By Steve Dunk
Today we’re pleased to welcome Lilliam Rivera to the WNDB blog to discuss We Light Up the Sky, out October 26, 2021!
Let’s start off with an easy one, where did the inspiration for We Light Up the Sky come from?
Well, I grew up reading things like Ray Bradbury’s The Martian Chronicles and watching science fiction shows like Invasion of the Body Snatchers and Twilight Zone, anything sci-fi basically. And I’ve always wanted tackle those mediums with the question, “What would a person of color do in those situations, and how would we react if someone landed here on Earth?” I started thinking about how would I react? How would my brothers react if something like that happened? I’ve always wanted to write that kind of a story.
I’ve been living in Los Angeles for 20 years now, moving here from the Bronx, New York, and LA to me is very dystopian, I don’t know why, but it is, and that’s one of the reasons why I like living here. And so I live right by Fairfax High School and I always have high school kids running around near my house. And a couple of years ago, three years ago I think, Elon Musk had some sort of satellite that was kind of like flying around Fairfax, or around this neighborhood. And I remember reading about it and was like, “Oh it’s outside, let me go look!” and I stepped outside of my house and there was nothing up in the sky, I had missed it. But then these Latino kids, Latinx kids, are in front of my house and they were about to take off on rental scooters after it, and they heard me say that I missed it, and one of the kids was like “Oh no, we got it!” And so they all showed me their phones, and you could see these like alien spacecraft on their phones, you know, over Fairfax. And it was just such a surreal moment because we were all so giddy about it.
────────
> What you need to do:
• a. Decide whether each statement agrees with the interview about We Light Up the Sky, answering yes or no and quoting the words from the interview that settle it. (i) Rivera moved to Los Angeles from the Bronx. (ii) Rivera saw the satellite on stepping outside. (iii) We Light Up the Sky comes out on October 26, 2021.
• b. Continue the interview about We Light Up the Sky from the point where it stops.

> Dataset:
────────
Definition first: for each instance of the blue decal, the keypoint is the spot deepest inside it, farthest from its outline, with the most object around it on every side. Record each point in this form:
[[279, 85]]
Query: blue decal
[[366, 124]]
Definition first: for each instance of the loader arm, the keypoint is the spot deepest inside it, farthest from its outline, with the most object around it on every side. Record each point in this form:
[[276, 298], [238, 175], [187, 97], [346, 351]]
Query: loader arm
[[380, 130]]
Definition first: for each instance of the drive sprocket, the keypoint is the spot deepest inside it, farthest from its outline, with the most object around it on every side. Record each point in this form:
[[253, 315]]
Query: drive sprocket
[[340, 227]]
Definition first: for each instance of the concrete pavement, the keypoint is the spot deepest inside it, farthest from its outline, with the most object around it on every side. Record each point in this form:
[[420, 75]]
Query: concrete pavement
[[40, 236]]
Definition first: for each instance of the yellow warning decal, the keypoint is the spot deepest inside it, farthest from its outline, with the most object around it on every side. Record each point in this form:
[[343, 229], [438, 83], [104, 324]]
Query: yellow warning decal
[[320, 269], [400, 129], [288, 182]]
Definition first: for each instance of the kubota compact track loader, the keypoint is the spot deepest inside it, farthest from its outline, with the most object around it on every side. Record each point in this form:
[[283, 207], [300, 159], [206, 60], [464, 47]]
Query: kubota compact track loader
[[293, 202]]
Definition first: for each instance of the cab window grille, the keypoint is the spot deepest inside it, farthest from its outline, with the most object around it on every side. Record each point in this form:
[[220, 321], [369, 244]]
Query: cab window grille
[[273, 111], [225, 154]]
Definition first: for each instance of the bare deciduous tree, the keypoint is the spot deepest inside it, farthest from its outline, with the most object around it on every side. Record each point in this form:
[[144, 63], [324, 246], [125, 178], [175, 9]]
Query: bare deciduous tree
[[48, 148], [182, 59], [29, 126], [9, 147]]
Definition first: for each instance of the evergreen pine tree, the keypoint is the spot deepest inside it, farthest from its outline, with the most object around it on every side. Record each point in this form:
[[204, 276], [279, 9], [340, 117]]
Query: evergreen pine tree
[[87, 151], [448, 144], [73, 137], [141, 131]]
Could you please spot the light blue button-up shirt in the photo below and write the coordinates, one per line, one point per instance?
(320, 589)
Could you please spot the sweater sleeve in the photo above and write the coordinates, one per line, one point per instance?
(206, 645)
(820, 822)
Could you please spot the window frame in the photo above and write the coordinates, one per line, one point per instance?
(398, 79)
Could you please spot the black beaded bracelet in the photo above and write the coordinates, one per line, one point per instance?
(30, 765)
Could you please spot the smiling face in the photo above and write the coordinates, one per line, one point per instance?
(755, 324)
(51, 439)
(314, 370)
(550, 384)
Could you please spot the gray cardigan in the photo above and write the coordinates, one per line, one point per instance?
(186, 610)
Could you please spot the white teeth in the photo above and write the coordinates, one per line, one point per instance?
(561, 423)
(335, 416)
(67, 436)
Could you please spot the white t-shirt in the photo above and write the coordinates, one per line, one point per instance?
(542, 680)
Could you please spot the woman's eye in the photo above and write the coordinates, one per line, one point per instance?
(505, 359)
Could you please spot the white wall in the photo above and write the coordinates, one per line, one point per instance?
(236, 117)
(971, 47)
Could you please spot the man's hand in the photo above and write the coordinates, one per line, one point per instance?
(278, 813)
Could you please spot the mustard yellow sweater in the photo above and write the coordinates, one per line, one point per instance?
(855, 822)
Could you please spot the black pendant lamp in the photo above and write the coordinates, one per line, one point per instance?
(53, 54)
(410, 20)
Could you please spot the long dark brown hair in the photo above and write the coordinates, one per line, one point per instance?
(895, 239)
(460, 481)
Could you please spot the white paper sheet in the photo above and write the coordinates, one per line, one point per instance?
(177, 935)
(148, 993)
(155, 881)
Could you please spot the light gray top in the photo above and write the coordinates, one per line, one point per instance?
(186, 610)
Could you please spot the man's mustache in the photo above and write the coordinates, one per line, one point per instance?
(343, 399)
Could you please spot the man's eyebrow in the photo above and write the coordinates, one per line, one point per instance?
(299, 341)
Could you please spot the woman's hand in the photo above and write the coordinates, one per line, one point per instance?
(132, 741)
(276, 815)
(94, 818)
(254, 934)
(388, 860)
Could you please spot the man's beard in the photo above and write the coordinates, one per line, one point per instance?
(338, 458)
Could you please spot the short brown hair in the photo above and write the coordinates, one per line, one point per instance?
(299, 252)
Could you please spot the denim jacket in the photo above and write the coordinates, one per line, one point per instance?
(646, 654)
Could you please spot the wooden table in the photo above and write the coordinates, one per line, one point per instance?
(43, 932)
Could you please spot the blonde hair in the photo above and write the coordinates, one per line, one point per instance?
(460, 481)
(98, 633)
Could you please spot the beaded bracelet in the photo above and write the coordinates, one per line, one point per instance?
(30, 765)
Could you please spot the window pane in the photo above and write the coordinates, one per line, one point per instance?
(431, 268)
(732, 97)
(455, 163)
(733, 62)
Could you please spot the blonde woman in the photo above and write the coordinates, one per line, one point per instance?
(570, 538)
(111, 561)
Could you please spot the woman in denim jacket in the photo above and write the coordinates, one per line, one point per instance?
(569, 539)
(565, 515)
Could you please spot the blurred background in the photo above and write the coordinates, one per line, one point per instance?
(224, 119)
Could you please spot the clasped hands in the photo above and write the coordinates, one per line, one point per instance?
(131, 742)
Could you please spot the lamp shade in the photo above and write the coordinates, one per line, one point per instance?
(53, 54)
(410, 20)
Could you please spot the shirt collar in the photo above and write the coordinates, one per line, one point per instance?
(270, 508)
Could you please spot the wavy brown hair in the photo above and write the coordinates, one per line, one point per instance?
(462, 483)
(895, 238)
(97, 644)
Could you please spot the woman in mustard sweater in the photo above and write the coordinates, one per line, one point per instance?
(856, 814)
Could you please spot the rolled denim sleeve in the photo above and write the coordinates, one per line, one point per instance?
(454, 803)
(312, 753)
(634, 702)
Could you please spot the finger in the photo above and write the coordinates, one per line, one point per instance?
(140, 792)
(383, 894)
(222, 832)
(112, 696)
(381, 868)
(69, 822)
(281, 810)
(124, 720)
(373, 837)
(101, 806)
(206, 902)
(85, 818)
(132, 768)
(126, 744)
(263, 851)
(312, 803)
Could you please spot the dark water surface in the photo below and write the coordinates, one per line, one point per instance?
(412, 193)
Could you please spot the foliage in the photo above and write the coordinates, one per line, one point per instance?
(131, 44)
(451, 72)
────────
> Answers to each task:
• a.
(i) Yes: "moving here from the Bronx, New York"
(ii) No: "there was nothing up in the sky, I had missed it"
(iii) Yes: "out October 26, 2021!"

• b.
And I could just imagine these kids chasing after this craft, and what that might look like for a city that’s very much a city of privilege, especially where I live. So it’s this idea of all these kids who have to take the bus, and spending a lot of their time here in the city, and what that looks like to them. So, I loved this idea of tackling that first contact story through the eyes of these three young brown kids, high school kids.
Yeah, you know, let’s say we ever encountered something like that, a first contact type of situation, in many ways it would really be the great equalizer, wouldn’t it? Money and privilege wouldn’t matter as much.
Oh yeah, you’re right. I mean in a lot of ways it’s just who gets to be saved, or who gets to be looked at, and I’m always thinking about that.
I was going to ask this question a bit later, but you mentioned your hometown of Los Angeles, and it does play a significant role in this story, it’s almost another character. Was the idea to always have it set in LA? It kind of sounds like it was.
Yeah it was. You know, all my previous books for the most part have been set in the Bronx, but I really wanted to set this particular story in my second home.
Right, I’m 45 years old and like you, grew up watching a ton of science fiction, and just thinking about it you could list a whole bunch of books and movies that are set in LA, it seems to be a very popular spot for science fiction.
One of the things I liked about We Light Up the Sky is that it works as both a genre piece and a character driven story. I’m curious about which came first, and which do you most see it as if you had to pick one?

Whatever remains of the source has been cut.